• [Trecho do documento]

Antes de qualquer coisa, convém uma pequena advertência. Conversando com um amigo sobre o segundo pilar apontado no título, ouvi que Cabo Anselmo lembrava imediatamente delação. Sei bem disso, mas a referência a Anselmo, como inspirador de certo discurso, não tem a ver com seu caráter delator, mas com a incitação irresponsável a um esquerdismo supostamente radical, que serve bem à direita golpista. Enfim, a lógica Cabo Anselmo, para mim e para este texto, tem a ver com esta incitação irresponsável, não com a delação.

Ao contrário de países vizinhos, o Brasil não tomou cuidados para evitar um golpe que subverta a vontade popular nas próximas eleições para a chefia do Estado. Ao contrário do que a maioria da imprensa diz, o Brasil tem níveis de liberdade que implicam verdadeira negação da soberania, da constituição e dos crimes de injúria, calúnia e difamação.

Contrariamente ao que fizeram Argentina e Venezuela, o Brasil, mesmo governado por gente que pensa mais no povo que na minoria de 15%, achou que era possível ter imprensa concentrada, monopolista, sem limites e entregue a capital estrangeiro. Os que estão no governo acreditaram que era possível comprar esta imprensa e receber dela o mínimo, ou seja, que ela fosse imprensa e não partido político. Mesmo tendo provas contínuas da impossibilidade, o governo continuou pagando para ser caluniado dia e noite…

Contrariamente ao que fizeram Venezuela e Argentina, o Brasil, pelos governos que estão há treze anos, acreditou que a honradez é paga com honradez e que não existem identificações de classe nem subornos. Não purgou a cúpula do judiciário dos golpistas e experimentou o sabor amaríssimo de juízes ignorantes, recalcados, vaidosos, cúpidos, farisáicos, oportunistas e com nenhum apreço à constituição que supostamente guardam. Vimos, então, o espetáculo horrível de juízos de exceção que degradaram homens inocentes e que foi a antesala da interdição de gente querida pela maioria.

• [Tarefa A] No texto sobre o risco de golpe no Brasil, a que se refere a "lógica Cabo Anselmo" para quem escreve?
• [Tarefa B] Por favor, continue o texto sobre o risco de golpe no Brasil a partir do ponto em que ele termina.

• [Registros listados]
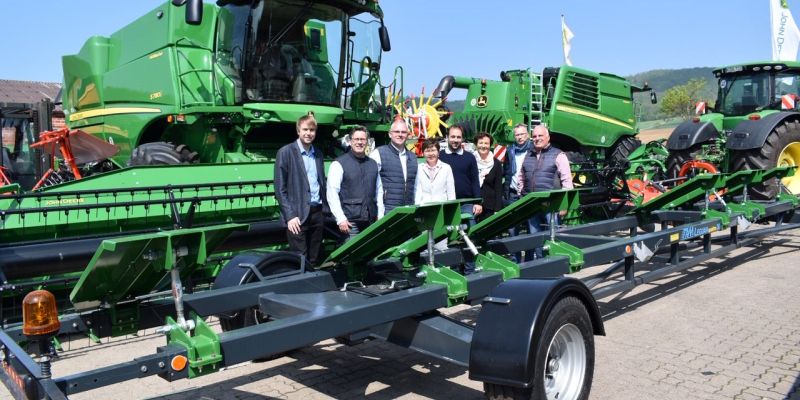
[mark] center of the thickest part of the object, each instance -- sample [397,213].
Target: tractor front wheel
[781,149]
[162,153]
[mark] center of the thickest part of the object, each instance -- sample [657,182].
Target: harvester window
[288,47]
[743,94]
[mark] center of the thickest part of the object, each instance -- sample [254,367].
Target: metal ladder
[536,109]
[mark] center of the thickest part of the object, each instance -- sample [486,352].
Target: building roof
[27,91]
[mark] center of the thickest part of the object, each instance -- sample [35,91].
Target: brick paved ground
[730,331]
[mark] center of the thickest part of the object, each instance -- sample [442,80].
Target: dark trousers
[309,241]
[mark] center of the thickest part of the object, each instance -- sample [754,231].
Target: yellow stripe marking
[111,111]
[600,117]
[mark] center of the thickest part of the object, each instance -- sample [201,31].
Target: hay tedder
[158,211]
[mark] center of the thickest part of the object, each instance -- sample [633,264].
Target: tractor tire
[162,153]
[781,149]
[677,158]
[233,274]
[563,357]
[622,149]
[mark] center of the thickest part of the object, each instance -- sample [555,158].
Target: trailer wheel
[564,358]
[162,153]
[235,274]
[781,149]
[622,149]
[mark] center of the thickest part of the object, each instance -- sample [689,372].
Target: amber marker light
[39,314]
[178,363]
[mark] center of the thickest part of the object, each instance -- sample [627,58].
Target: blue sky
[434,38]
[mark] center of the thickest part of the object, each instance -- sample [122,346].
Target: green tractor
[201,83]
[591,116]
[755,124]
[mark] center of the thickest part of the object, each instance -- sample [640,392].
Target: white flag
[566,37]
[785,35]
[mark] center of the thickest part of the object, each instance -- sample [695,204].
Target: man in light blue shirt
[300,191]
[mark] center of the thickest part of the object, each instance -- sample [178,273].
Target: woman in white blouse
[434,178]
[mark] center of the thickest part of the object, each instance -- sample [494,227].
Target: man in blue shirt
[300,191]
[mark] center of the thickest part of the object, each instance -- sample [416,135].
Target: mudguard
[237,271]
[750,134]
[511,320]
[690,133]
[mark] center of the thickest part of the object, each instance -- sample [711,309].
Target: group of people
[361,188]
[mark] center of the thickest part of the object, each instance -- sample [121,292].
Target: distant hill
[663,79]
[660,80]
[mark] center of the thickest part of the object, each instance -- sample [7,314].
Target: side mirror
[386,45]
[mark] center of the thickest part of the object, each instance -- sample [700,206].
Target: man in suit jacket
[300,190]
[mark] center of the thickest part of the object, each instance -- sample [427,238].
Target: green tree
[679,100]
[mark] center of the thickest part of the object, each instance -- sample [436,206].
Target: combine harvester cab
[591,115]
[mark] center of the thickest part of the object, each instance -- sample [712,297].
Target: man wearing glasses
[397,168]
[354,188]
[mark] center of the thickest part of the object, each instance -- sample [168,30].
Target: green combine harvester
[161,214]
[591,115]
[199,83]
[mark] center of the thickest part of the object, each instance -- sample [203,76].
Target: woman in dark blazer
[490,174]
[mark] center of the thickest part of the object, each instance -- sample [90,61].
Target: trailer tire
[162,153]
[563,358]
[782,148]
[233,274]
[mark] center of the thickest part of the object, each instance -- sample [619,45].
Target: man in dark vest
[300,190]
[397,168]
[544,168]
[354,188]
[465,171]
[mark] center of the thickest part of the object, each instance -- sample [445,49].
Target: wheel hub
[565,370]
[790,157]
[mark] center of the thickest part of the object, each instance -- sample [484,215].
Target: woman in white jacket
[434,178]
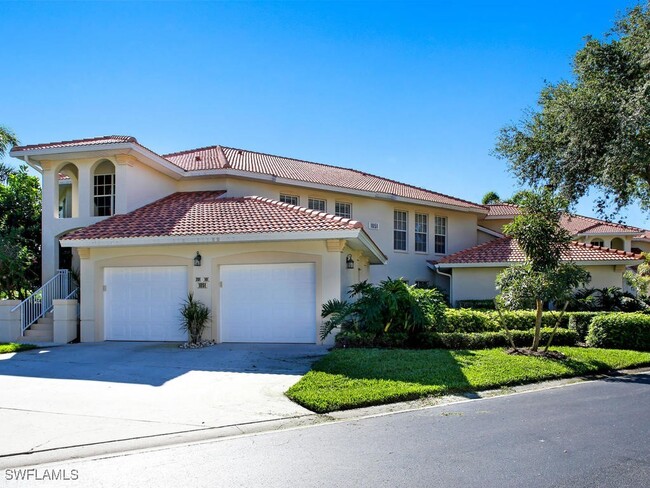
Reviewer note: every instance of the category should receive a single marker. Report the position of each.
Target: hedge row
(468, 320)
(453, 340)
(620, 331)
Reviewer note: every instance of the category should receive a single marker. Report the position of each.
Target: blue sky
(411, 91)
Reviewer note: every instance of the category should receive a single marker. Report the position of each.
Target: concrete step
(38, 335)
(44, 327)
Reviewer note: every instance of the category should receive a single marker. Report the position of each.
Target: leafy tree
(543, 277)
(491, 197)
(7, 138)
(20, 226)
(593, 131)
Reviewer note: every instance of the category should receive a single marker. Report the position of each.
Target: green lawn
(6, 347)
(351, 378)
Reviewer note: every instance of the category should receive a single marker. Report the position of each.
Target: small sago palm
(194, 318)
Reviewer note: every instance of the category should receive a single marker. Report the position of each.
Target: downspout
(451, 288)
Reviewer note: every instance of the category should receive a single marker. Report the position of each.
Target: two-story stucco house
(263, 240)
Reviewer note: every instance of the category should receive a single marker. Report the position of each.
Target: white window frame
(436, 234)
(322, 204)
(597, 239)
(110, 195)
(421, 232)
(339, 213)
(292, 198)
(403, 231)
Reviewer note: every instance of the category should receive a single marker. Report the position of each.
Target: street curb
(119, 447)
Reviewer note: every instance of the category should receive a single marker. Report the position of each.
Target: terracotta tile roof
(576, 224)
(219, 157)
(92, 141)
(496, 210)
(206, 213)
(507, 250)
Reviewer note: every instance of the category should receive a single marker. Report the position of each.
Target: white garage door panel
(268, 303)
(142, 303)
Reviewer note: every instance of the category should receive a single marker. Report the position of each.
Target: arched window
(67, 187)
(618, 243)
(104, 189)
(598, 242)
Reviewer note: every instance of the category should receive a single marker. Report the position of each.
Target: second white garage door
(268, 303)
(142, 303)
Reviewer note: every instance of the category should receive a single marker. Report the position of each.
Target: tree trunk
(557, 324)
(503, 324)
(538, 324)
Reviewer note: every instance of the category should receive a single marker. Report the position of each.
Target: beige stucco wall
(479, 283)
(330, 276)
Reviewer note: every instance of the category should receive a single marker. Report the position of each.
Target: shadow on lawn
(433, 367)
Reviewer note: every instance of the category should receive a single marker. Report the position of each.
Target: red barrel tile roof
(207, 213)
(219, 157)
(576, 224)
(506, 250)
(92, 141)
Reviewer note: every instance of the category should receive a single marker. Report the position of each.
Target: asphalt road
(594, 434)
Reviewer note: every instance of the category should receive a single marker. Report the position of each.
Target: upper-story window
(400, 228)
(317, 204)
(290, 199)
(104, 189)
(598, 242)
(441, 235)
(421, 232)
(342, 209)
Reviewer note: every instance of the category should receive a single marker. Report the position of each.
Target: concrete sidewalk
(85, 394)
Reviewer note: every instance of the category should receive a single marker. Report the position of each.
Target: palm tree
(7, 139)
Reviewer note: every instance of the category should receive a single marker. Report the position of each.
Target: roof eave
(503, 264)
(94, 150)
(357, 235)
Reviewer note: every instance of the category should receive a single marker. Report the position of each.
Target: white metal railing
(41, 301)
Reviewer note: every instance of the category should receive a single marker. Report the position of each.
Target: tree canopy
(593, 131)
(20, 226)
(543, 277)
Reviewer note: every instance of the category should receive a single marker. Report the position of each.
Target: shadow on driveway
(155, 363)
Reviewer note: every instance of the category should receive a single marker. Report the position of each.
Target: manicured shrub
(620, 331)
(390, 306)
(579, 321)
(476, 304)
(467, 320)
(452, 340)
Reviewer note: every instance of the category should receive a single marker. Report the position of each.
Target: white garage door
(268, 303)
(142, 303)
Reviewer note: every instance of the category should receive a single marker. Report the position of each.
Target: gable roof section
(505, 251)
(222, 158)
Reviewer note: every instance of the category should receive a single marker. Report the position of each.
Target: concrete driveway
(83, 394)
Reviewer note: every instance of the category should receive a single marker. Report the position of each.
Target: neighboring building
(605, 249)
(263, 240)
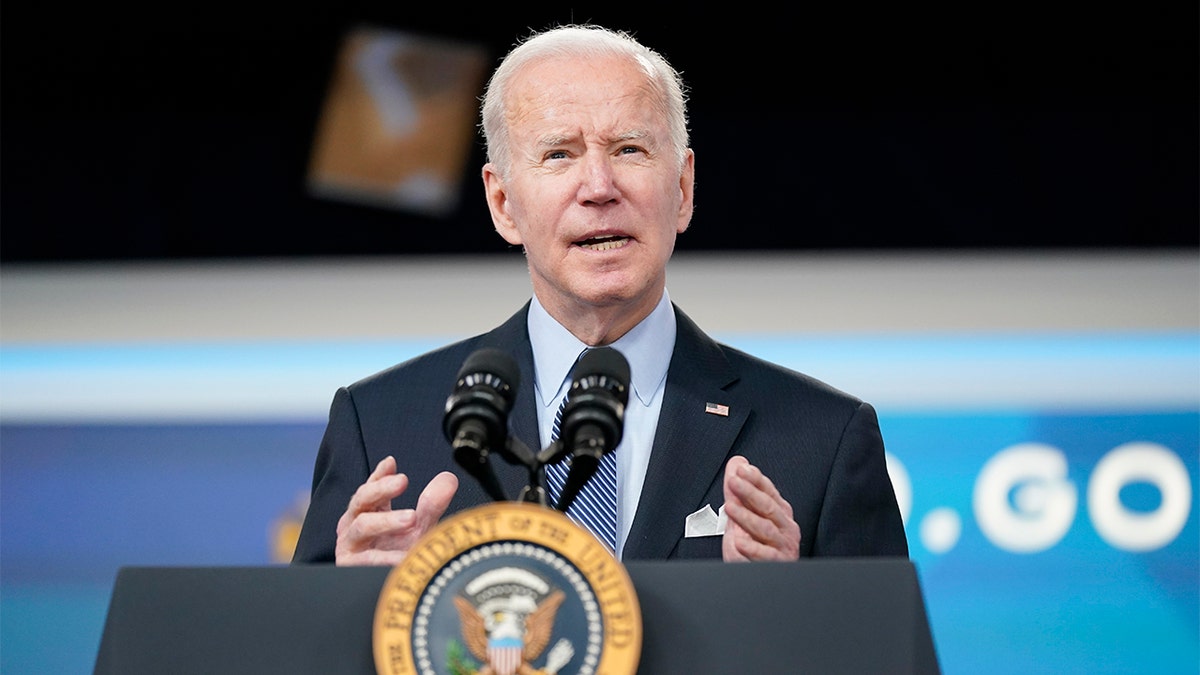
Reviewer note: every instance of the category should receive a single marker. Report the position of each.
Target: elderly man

• [Resposta A] À incitação irresponsável a um esquerdismo supostamente radical, que serve bem à direita golpista, e não à delação.

• [Resposta B]
Os que governaram e governam o país há treze anos trabalharam para reduzir a desigualdade social, o pior problema do país, e tiveram êxito marcante. Não trabalharam suficientemente para que a maioria tivesse consciência de classe e para que esta maioria pudesse escolher livremente doravante, todavia. Eles ignoraram os instrumentos do golpe e acreditaram que o povo e os que vendem para o povo seriam apoio suficiente.

Ignoraram que há, sempre, quem os queira tirar não apenas do poder, mas da vida, e que têm tenacidade para seguir a tentar. Sinceramente crentes que todo poder emana do povo, deixaram agir com poder de Estado os que nada têm emanado do povo e não tiveram coragem de dizer que funcionários a 10.000,00 euros mensais não podem trabalhar pelo povo, porque num país de renda mensal média de 300 euros, quem ganha 33 vezes mais que a média não é povo e, obviamente, age por sí e por quem está acima.

Aceitaram o jogo udenista, porque parte de seu êxito deveu-se a terem feito discurso udenista, lá atrás, há quinze ou vinte anos. O moralismo, aquilo que passa por dizer que tudo se trata de fulano ou sicrano ser ladrão ou infiel ao cônjuge ou adicto de drogas ilegais ou de álcool, foi uma das bases de seu discurso inicial. Hoje, este discurso é base da oposição a eles, com a amplificação da imprensa e da corporação judiciária.

Nunca insistiram unicamente nas conquistas relacionadas à melhoria na desconcentração da apropriação de rendas, que efetivamente realizaram. Nunca disseram que o ponto central da dinâmica social é a luta de classes, porque aliaram-se àqueles que passaram a vender mais. Assumiram a vergonha de serem de esquerda – que foram, realmente – e aceitaram as regras do discurso da oposição, que insiste em moralismo e na inexistência de esquerda e direita.

O grupo que hoje é governo no Brasil terá êxito nas eleições do ano próximo, mesmo que a seleção nacional não triunfe no mundial de futebol. Mas, ter êxito nas urnas, no voto, na preferência dos eleitores, não significa assumir o posto obtido pelo voto. Haverá um judiciário ávido por encontrar alguma questiúncula, um detalhe qualquer, ou mesmo servir-se de farsa pura e simples – e há precedente – para interditar a opção que não seja a do retorno da concentração de rendas e da entrega ao estrangeiro.

Há uma opção para o grupo que está no governo, se quiser resistir ao udenismo, ao esquerdismo Cabo Anselmo e ao judiciário: falar para a maioria e deixar claro o que ganharam e deixar claro o que é o judiciário e de que é composto. Com relação ao moralismo udenista e ao pseudo esquerdismo Cabo Anselmo, o primeiro deve ser ignorado e o segundo deve ser mais que ignorado.

Um pequeno pós escrito tem lugar. O que chamo de lógica cabo Anselmo fica claro num episódio recente e no comentário que fez um jornalista que posa de simpático, aberto e outras coisas bacaninhas do gênero. O Kenedy Alencar – jornalista que é empregado do Frias da Folha de São Paulo –  faz de conta que é livre e que segue sua pauta.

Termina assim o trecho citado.